> _What you will do_: According to the article on the Afghan reconstruction team, who does the actual work on the construction projects the PRT funds?

[Provided passage — start]

War on Terrorism

Saturday, August 18, 2007

No Mountain Too High, No Bridge Too Far for Afghan Reconstruction Team

By Staff Sgt. Julie Weckerlein, USAF
Special to American Forces Press Service

Aug. 16, 2007 - Whether crawling over dirt mounds to inspect a school, hiking mountains 9,000 feet above sea level, or handing out stuffed animals, members of the Panjshir Provincial Reconstruction Team are pushing progress in Afghanistan. "It's a very unique job," said
Air Force Lt. Col. Christopher Luedtke, PRT commander who deployed from Hill Air Force Base, Utah. "No day is ever the same here in the Hindu Kush (Mountains)."

A combined team of airmen, soldiers, U.S. civilians, and Afghans make up this team north of Kabul. They support the construction of micro hydro plants for electricity generation, new roads, bridges, wells, schools, district centers and even a radio station through Task Force Cincinnatus, Combined Joint Task Force 82 and NATO's International Security Assistance Force. Since 2005, a Panjshir PRT has delivered radios, cement, humanitarian and medical aid throughout the province.

It's a job that requires lots of energy, said Teresa Morales, an
Army Corps of Engineers civil engineer, who visits various construction sites. She climbs over piles of bricks and bounds up partially constructed stairs to conduct inspections of PRT-funded projects.

"I try to be as thorough as possible during the inspections," she said. "Sometimes that takes up a lot of time, but it's important because the earlier you spot potential problems, the easier it is to fix them."

Construction projects are funded by the PRT, but contracted to Afghan businesses. This means all the work is done by Afghans.

"That is a win-win situation," said Luedtke, who added that all projects are worked through the local district managers and other officials. "The Afghans have control over the project, and they build it themselves, which instills pride too. They invest the time into it, so they want the project done right."

[Provided passage — finish]
[Listed entries — start]

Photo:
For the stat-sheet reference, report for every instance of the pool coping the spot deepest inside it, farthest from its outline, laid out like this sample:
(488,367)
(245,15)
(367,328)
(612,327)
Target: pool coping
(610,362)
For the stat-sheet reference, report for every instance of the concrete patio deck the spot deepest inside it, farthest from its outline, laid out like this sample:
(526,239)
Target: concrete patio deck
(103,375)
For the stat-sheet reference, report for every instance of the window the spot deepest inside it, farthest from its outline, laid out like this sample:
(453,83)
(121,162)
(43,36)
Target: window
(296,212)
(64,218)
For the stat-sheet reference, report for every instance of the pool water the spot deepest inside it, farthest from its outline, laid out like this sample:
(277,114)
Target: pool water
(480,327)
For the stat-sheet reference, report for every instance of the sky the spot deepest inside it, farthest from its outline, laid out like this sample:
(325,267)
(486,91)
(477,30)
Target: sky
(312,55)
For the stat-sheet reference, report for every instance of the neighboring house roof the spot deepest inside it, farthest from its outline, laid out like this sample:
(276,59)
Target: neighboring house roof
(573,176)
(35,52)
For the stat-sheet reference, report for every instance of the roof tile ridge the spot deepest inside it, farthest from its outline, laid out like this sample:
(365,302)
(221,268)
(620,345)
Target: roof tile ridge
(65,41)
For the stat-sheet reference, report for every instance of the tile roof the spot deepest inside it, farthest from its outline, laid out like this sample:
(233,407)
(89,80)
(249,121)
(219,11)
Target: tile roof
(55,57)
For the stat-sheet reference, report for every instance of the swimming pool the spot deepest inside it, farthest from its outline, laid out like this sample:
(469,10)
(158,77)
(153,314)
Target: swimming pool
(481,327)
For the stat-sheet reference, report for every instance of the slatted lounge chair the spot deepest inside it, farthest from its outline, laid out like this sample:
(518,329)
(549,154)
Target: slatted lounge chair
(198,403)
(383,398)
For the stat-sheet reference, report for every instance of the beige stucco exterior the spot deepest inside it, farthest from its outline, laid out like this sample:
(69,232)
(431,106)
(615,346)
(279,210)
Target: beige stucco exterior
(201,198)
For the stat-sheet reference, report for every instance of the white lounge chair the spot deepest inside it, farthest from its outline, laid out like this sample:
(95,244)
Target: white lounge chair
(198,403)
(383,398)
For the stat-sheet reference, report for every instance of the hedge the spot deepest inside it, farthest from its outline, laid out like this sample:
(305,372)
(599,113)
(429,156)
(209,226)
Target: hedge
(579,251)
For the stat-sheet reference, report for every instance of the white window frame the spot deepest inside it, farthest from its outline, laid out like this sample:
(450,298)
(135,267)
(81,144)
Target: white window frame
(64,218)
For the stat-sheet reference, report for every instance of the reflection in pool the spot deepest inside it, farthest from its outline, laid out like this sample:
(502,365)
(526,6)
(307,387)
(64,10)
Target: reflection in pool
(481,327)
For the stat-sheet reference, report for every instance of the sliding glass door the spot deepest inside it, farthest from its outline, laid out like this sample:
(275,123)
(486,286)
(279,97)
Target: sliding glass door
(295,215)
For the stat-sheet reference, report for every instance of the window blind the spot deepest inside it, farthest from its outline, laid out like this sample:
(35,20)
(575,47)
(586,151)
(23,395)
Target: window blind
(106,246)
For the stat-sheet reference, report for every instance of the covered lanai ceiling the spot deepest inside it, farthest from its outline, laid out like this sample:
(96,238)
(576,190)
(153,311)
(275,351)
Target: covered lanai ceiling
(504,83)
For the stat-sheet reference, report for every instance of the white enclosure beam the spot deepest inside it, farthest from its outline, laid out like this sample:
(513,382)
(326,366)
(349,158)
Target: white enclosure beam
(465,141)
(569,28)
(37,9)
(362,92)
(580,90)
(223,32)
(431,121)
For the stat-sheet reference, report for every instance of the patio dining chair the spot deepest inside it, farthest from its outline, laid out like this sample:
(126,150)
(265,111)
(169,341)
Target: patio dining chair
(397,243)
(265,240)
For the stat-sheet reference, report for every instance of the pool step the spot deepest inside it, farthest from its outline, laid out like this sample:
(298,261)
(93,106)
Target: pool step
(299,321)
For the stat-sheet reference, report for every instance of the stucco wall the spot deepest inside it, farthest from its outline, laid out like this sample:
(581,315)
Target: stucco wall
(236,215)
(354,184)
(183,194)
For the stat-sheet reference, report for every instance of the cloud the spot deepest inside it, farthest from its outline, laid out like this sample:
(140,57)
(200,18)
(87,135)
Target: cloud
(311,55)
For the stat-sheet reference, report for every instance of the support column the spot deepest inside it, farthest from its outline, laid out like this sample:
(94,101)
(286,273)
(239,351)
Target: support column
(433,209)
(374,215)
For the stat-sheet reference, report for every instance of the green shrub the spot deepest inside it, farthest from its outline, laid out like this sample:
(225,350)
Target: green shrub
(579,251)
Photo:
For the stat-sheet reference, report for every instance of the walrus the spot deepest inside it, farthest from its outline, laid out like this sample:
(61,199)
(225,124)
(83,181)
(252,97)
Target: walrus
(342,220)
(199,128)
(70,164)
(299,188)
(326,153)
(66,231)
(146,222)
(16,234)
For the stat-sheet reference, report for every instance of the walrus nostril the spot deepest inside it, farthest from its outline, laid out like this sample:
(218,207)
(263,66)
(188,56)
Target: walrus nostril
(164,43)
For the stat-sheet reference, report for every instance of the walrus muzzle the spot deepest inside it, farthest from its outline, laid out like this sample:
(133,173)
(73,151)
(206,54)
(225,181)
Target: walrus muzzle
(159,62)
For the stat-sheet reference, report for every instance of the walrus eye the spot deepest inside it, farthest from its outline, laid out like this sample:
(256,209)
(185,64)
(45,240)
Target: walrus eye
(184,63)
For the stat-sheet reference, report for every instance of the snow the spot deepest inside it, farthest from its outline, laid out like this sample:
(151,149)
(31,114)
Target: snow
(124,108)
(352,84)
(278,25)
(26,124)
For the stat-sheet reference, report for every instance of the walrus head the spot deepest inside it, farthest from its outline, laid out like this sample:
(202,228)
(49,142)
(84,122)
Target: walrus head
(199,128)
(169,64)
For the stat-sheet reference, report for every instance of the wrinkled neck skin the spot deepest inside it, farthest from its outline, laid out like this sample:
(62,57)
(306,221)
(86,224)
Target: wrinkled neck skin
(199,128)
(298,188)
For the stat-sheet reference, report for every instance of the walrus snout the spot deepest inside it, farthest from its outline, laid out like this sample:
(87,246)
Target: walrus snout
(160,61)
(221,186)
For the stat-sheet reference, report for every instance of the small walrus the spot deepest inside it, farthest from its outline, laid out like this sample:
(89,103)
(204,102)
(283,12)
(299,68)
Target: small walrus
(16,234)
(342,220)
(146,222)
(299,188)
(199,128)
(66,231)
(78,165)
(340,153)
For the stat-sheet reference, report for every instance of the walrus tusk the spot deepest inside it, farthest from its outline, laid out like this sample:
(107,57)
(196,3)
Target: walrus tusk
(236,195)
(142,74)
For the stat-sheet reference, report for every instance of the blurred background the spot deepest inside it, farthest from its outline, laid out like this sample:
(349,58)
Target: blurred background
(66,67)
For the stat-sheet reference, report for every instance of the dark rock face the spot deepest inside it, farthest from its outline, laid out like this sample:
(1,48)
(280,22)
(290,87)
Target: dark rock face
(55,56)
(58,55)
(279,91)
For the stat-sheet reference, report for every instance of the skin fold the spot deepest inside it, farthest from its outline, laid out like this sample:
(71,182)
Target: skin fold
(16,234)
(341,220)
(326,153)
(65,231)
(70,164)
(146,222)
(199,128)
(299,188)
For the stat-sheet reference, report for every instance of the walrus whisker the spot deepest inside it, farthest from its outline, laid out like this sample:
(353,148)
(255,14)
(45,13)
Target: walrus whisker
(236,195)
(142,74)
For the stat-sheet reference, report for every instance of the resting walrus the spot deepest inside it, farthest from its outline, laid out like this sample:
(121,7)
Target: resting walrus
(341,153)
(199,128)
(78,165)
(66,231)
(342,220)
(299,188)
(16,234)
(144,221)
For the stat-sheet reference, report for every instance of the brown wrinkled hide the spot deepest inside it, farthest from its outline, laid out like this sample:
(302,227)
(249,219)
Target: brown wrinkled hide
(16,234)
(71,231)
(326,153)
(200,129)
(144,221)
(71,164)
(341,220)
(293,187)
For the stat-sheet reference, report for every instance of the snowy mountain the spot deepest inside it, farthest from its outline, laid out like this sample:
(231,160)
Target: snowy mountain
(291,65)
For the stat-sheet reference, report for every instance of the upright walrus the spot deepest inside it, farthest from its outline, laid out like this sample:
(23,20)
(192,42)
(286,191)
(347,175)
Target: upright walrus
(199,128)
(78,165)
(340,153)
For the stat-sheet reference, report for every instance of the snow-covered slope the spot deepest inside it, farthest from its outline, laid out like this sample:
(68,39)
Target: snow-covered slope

[Listed entries — finish]

> _Output_: Afghan businesses do the work under contract, so all of it is done by Afghans.